While this movie has been described as “Gen X Hits Middle Age,” that’s hardly an accurate summation. This is not Hot Tub Time Machine, nor is it Fast Times on Suburbia Lane (which would be an awesome sequel…). It’s one man’s question of where his life was, is, and is going. He just happens to be Generation X.

Personal relationships are the heart of the script, which often flips from past to present to cover the changes in relationships between the decades. Reconciling life imagined versus life realized is the antagonizing co-theme.

The interaction between Greenberg and his old friend and former bandmate, Ivan, made me imagine what the interaction might be like between Ferris Bueller and Cameron Frye 25 years after their day off…if Ferris was now working a 9-to-5 and separated from his marriage to Sloane, and if Cameron never got past his daddy issues and really tried to drown himself in the pool. I wanted clever banter when they reminisced about the old days, but the smiles were limited and were overshadowed by regret and missed opportunity.

Given entries =

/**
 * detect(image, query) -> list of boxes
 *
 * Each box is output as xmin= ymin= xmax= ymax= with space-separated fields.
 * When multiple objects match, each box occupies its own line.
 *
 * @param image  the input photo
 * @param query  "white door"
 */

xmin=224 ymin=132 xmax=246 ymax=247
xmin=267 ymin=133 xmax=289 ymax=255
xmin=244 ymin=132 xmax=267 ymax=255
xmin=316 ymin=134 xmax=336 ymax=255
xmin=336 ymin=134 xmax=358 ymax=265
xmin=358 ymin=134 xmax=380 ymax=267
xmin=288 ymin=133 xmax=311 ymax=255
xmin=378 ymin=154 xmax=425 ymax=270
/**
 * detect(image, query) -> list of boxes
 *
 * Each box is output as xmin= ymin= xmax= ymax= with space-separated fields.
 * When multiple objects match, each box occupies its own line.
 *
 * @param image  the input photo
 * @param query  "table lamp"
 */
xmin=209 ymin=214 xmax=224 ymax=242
==
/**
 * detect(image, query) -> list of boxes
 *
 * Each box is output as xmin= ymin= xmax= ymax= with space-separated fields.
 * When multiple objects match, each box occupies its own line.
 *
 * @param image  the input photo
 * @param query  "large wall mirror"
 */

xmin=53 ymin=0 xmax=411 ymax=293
---
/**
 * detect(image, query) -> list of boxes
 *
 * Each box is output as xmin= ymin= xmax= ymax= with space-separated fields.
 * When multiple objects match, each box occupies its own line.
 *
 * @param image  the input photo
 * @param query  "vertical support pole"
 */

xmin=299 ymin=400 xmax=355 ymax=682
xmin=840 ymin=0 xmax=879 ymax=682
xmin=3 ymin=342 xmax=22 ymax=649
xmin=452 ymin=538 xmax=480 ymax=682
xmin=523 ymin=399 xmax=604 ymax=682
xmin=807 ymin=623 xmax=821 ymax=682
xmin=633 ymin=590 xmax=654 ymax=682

Set of tasks =
1 > In the film review, swap "Generation X" for "the baby boom generation" and write out the text starting with "While this movie" and going on through "be Generation X.".
2 > Translate this sentence from the film review into French: "Personal relationships are the heart of the script, which often flips from past to present to cover the changes in relationships between the decades."

Expected responses =
1 >
While this movie has been described as “Gen X Hits Middle Age,” that’s hardly an accurate summation. This is not Hot Tub Time Machine, nor is it Fast Times on Suburbia Lane (which would be an awesome sequel…). It’s one man’s question of where his life was, is, and is going. He just happens to be the baby boom generation.

2 > Les relations personnelles sont au cœur du scénario, qui passe souvent du passé au présent pour montrer l'évolution des relations d'une décennie à l'autre.